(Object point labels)
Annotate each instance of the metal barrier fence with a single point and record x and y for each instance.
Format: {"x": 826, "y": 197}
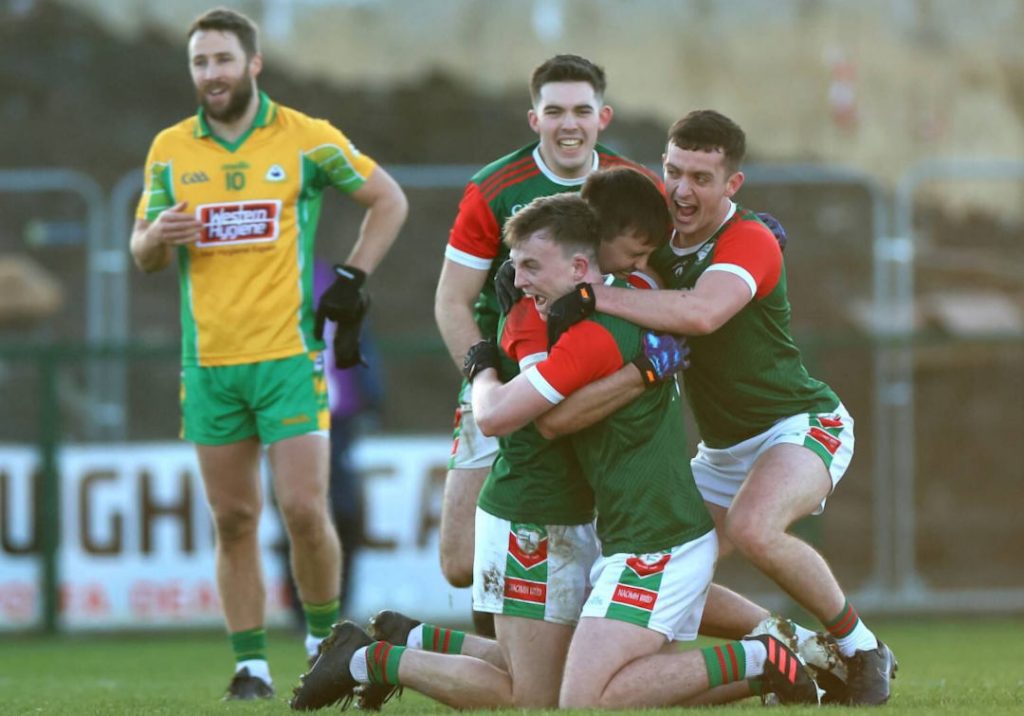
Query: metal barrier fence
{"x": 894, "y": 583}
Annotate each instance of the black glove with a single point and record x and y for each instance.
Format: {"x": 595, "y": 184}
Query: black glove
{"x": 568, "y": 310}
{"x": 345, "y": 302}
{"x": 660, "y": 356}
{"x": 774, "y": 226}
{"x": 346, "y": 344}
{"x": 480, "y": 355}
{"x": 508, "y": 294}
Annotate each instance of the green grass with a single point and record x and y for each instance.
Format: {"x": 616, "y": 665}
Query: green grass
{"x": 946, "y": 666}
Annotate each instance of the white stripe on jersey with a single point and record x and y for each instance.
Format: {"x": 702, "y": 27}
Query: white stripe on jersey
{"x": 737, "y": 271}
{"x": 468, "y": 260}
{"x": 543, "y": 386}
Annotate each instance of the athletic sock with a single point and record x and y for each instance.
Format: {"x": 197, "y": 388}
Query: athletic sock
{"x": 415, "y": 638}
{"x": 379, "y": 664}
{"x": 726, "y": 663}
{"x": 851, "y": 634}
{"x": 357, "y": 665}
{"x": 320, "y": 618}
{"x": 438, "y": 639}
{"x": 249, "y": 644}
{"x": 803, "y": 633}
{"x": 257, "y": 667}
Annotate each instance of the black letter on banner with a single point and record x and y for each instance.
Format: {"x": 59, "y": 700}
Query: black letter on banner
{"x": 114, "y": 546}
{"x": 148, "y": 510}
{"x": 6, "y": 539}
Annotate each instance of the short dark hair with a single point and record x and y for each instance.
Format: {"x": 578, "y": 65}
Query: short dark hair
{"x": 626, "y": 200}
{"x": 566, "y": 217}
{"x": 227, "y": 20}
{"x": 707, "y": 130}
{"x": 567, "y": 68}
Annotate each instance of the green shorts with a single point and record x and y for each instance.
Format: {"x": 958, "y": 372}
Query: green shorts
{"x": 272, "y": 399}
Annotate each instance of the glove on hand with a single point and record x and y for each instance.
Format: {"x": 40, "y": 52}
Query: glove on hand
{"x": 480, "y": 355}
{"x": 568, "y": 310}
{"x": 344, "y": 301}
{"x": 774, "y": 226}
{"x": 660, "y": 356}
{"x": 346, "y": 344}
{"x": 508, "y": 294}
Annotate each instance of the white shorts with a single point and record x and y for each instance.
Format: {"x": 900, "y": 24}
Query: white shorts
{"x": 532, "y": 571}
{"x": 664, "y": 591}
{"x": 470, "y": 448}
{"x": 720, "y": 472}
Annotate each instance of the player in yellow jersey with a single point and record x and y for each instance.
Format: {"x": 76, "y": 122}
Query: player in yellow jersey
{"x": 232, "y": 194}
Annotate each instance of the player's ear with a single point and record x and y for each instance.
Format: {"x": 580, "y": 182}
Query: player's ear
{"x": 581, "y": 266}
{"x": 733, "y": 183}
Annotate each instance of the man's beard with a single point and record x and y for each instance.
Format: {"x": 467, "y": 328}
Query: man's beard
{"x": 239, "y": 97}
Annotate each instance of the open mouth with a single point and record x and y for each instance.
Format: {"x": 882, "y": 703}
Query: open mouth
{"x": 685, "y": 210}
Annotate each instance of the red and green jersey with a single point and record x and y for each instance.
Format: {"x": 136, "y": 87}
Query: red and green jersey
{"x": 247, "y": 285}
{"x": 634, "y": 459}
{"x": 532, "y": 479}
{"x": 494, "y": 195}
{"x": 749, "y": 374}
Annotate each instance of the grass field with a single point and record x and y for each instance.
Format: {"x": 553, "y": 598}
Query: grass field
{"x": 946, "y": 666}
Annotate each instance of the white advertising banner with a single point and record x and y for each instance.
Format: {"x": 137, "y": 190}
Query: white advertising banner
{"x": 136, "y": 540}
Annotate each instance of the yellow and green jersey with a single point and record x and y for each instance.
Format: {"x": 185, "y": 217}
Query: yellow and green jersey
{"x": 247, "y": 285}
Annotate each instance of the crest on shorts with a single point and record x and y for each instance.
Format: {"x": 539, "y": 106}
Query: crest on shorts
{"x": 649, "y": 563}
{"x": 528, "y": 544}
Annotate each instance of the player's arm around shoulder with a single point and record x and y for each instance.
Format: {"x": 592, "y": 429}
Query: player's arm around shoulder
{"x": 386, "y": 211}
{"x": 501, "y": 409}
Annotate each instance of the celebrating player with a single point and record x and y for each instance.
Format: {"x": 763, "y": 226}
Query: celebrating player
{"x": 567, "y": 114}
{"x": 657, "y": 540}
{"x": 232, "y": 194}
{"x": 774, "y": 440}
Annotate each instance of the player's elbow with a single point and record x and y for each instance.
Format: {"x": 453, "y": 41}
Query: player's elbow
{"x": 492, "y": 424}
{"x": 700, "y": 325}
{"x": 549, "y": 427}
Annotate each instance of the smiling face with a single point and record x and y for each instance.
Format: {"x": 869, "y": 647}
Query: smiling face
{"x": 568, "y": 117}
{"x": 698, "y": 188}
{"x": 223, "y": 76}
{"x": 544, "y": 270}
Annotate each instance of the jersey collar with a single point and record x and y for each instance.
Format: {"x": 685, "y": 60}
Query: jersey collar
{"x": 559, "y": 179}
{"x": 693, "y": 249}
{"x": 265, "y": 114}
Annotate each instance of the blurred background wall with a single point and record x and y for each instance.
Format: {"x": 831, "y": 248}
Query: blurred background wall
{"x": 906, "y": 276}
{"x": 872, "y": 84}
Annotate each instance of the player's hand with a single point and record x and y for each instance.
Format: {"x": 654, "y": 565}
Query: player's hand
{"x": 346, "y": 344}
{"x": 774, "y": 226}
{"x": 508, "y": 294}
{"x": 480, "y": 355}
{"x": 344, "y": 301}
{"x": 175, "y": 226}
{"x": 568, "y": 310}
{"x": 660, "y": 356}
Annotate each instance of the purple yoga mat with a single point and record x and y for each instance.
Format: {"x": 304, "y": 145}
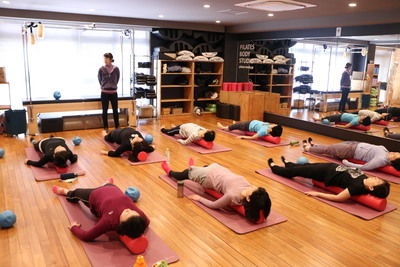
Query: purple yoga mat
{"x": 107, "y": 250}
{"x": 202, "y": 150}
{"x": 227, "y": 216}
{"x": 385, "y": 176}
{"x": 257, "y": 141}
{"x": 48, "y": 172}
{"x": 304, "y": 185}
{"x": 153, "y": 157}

---

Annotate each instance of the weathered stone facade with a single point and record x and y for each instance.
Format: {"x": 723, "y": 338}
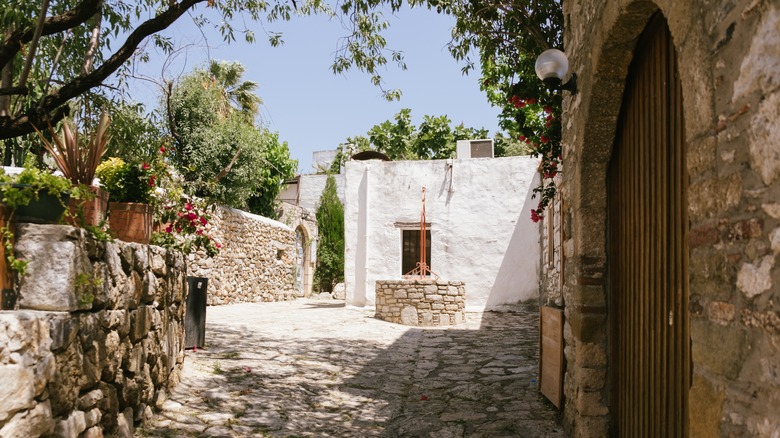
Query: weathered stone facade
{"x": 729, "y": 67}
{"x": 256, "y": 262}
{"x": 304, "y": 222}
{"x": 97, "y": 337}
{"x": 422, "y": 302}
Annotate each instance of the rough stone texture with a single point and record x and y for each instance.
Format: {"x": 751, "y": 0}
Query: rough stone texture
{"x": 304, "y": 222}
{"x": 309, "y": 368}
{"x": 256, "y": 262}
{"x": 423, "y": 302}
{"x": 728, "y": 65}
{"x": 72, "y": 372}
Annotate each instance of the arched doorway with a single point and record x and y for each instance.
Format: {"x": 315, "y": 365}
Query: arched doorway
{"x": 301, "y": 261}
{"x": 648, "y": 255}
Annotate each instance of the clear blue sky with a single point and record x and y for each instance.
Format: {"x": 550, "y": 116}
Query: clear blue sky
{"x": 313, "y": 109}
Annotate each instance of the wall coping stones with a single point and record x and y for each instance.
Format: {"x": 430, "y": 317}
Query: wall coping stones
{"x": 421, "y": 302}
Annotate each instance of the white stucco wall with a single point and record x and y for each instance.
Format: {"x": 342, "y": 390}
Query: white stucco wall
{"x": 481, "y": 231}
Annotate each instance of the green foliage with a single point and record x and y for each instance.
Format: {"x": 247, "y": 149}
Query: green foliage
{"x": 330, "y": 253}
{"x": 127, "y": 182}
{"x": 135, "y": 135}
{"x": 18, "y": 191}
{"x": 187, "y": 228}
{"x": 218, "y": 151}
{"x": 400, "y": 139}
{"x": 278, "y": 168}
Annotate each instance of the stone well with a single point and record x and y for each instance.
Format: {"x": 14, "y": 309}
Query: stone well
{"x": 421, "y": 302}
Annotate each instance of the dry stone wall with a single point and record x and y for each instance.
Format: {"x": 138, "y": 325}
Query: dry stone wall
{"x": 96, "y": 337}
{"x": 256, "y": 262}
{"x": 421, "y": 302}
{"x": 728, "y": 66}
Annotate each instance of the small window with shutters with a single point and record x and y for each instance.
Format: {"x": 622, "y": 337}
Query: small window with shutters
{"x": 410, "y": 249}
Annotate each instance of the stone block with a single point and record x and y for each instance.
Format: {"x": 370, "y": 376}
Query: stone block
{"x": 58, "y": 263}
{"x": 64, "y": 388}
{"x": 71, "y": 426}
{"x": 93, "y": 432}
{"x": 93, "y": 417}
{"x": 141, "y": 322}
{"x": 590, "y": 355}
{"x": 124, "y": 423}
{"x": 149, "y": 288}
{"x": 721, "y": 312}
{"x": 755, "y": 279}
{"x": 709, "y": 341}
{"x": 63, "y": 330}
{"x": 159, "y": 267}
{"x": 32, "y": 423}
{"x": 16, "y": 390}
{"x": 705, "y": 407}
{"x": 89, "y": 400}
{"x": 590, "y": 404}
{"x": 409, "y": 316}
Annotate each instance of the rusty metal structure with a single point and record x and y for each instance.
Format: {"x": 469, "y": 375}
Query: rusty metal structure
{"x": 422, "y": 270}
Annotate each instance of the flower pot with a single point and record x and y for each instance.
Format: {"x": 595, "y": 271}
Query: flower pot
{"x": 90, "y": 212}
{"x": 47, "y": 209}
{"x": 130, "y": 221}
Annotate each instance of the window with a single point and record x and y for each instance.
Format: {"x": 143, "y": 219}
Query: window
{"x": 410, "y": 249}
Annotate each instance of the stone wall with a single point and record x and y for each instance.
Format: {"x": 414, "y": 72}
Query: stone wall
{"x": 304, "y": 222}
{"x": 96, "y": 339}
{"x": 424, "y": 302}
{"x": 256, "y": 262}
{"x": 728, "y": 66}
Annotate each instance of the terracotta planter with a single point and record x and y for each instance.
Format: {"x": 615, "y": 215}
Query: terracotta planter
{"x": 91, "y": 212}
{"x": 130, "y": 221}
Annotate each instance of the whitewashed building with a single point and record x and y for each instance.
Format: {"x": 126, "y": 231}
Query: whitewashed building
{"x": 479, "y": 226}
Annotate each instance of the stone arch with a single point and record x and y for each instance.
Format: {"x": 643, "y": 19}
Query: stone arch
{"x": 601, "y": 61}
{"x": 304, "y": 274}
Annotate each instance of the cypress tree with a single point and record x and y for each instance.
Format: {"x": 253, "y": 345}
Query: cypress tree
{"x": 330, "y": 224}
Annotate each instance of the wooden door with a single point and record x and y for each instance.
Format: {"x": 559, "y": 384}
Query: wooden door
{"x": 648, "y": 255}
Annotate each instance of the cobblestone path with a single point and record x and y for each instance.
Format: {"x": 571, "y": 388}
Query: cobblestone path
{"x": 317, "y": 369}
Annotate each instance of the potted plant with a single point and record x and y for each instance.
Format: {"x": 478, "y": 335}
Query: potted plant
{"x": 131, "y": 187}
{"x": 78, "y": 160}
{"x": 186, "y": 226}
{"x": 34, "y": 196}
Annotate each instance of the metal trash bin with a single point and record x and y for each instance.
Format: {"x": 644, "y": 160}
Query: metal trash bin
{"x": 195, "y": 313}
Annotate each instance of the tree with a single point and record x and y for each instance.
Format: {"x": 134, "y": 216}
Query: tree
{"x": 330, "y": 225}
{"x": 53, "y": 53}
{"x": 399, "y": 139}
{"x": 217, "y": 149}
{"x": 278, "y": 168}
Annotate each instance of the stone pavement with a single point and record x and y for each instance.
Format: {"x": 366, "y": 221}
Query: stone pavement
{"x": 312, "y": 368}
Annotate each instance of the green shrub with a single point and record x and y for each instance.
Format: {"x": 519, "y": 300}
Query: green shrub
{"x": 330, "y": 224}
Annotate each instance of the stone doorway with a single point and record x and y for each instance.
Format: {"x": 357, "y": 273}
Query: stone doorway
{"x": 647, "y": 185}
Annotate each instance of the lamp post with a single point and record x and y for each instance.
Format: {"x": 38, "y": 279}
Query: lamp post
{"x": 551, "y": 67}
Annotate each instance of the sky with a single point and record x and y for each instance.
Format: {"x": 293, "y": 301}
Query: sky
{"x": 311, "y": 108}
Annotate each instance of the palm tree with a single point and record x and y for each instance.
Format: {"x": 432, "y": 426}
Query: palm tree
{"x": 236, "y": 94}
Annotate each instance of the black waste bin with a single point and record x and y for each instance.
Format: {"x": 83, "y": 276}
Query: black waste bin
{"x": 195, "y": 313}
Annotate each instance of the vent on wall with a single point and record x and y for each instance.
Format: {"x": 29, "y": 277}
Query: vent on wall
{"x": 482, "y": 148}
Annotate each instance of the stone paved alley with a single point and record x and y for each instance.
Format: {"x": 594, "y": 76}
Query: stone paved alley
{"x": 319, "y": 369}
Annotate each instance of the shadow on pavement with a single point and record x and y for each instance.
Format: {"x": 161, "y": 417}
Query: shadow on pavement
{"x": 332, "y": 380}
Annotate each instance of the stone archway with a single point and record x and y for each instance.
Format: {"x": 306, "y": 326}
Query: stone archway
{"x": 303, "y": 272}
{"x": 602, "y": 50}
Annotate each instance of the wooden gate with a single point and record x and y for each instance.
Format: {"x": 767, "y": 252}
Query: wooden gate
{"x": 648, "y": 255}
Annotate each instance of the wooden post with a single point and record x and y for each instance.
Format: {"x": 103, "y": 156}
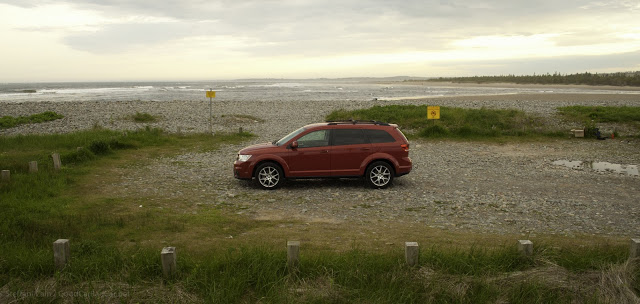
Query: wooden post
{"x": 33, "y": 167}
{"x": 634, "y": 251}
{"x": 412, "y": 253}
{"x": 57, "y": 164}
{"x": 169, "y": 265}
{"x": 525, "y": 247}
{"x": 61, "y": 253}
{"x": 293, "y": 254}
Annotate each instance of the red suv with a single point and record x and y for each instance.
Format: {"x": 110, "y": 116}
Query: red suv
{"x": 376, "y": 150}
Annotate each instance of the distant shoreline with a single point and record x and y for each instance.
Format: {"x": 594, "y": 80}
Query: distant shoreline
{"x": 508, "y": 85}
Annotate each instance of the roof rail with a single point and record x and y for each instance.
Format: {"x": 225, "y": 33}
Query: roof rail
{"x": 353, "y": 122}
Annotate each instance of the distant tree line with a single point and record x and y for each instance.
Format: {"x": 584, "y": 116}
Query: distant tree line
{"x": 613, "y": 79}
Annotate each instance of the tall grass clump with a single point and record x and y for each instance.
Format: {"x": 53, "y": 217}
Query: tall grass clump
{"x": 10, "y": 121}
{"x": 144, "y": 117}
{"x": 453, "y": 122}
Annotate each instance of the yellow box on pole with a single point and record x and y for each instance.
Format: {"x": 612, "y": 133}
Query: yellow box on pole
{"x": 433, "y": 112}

-- WHAT IS BEING ASKED --
Count the lines of the material above that contain the string "shoulder", treating uppercase and lowercase as different. Reply with only the number.

-- RESULT OF THIS TASK --
2